# What the exercise asks:
Starting at the line that contains "Exercise. Identify the green", transcribe every remaining line of the entries exactly, including the last one.

# Stored items from a collection:
**********

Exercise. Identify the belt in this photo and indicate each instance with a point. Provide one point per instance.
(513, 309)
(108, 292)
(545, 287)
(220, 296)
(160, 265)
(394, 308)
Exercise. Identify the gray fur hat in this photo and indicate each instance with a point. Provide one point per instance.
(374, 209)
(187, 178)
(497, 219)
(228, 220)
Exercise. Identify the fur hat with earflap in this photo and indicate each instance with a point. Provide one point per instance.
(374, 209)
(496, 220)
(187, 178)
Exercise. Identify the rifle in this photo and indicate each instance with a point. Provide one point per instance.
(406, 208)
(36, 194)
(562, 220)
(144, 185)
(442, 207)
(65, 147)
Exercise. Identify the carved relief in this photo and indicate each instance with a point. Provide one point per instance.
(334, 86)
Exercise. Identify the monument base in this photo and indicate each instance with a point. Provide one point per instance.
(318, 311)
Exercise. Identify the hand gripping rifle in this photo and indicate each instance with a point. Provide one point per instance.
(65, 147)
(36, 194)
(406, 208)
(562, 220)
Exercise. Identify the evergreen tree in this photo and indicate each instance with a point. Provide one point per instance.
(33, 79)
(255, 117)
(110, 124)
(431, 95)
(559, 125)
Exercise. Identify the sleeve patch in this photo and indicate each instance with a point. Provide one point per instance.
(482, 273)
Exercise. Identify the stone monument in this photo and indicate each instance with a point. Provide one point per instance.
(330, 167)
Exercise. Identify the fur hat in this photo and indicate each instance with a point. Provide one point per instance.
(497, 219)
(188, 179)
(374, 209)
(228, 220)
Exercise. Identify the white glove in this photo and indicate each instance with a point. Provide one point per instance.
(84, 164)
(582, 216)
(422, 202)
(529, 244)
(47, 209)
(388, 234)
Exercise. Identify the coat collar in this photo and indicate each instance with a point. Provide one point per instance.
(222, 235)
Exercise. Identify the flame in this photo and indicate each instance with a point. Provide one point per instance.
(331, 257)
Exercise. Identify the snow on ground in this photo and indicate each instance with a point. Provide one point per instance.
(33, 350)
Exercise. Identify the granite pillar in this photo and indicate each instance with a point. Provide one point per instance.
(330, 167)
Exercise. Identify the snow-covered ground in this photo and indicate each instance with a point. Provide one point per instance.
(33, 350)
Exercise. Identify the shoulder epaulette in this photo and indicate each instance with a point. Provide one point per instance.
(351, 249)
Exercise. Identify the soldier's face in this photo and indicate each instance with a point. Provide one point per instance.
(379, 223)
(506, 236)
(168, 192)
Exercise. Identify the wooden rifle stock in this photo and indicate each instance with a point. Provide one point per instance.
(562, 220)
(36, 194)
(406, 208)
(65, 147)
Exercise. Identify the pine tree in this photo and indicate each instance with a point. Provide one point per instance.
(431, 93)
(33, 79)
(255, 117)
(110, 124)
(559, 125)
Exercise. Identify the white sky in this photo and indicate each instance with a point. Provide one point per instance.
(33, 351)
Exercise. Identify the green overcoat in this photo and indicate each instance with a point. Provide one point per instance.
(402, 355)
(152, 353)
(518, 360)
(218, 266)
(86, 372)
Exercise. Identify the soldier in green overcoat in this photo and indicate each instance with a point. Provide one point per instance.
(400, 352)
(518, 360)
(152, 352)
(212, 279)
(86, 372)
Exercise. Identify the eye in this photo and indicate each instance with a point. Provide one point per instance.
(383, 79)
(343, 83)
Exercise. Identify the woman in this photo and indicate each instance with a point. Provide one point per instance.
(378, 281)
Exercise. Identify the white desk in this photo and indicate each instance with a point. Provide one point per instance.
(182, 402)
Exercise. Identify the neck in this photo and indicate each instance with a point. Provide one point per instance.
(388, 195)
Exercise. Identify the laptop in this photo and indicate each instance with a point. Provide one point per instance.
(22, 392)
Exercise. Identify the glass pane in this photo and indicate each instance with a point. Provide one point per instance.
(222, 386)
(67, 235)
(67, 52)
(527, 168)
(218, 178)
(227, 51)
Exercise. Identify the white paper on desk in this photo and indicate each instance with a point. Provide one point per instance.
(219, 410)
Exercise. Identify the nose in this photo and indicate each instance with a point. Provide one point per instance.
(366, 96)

**********

# Exercise solution:
Exercise. Identify the green overcoat in this photo and indicate each instance with a point. Provide one point per instance.
(402, 355)
(152, 353)
(518, 360)
(218, 266)
(86, 372)
Exercise. Identify the soldier in green overcoat in this photo and indicate each instance with a point. Provide one point per instance.
(400, 352)
(518, 360)
(152, 352)
(212, 279)
(86, 372)
Exercise. Identify the eye in this photo and indicate each instance with a point. Provide one point per instance.
(383, 79)
(343, 83)
Exercise. Identify the woman in this photo and indicate each instance with a point. Provide one point per instance.
(378, 281)
Exercise. Identify the white desk in this photo and indicate each instance with a point. Provide one point per instance.
(182, 402)
Exercise. Identify the neck in this photo and indicate each instance with a point. Provide one point per instance.
(388, 195)
Exercise. Identify the laptop in this photo and indicate each instance with a point. Provide one point per instance.
(22, 392)
Exercise. Identify the glass pane in this photo and indicate each instance with a point. Provide one point per instance.
(222, 386)
(67, 235)
(67, 52)
(527, 168)
(218, 178)
(227, 51)
Exercise. Identify the white paper on desk in this photo and indicate each instance with a point. Provide one point per instance.
(219, 410)
Exercise. Identify the nose in this photo and indicate each instance with a point. Provide one point per instance.
(366, 96)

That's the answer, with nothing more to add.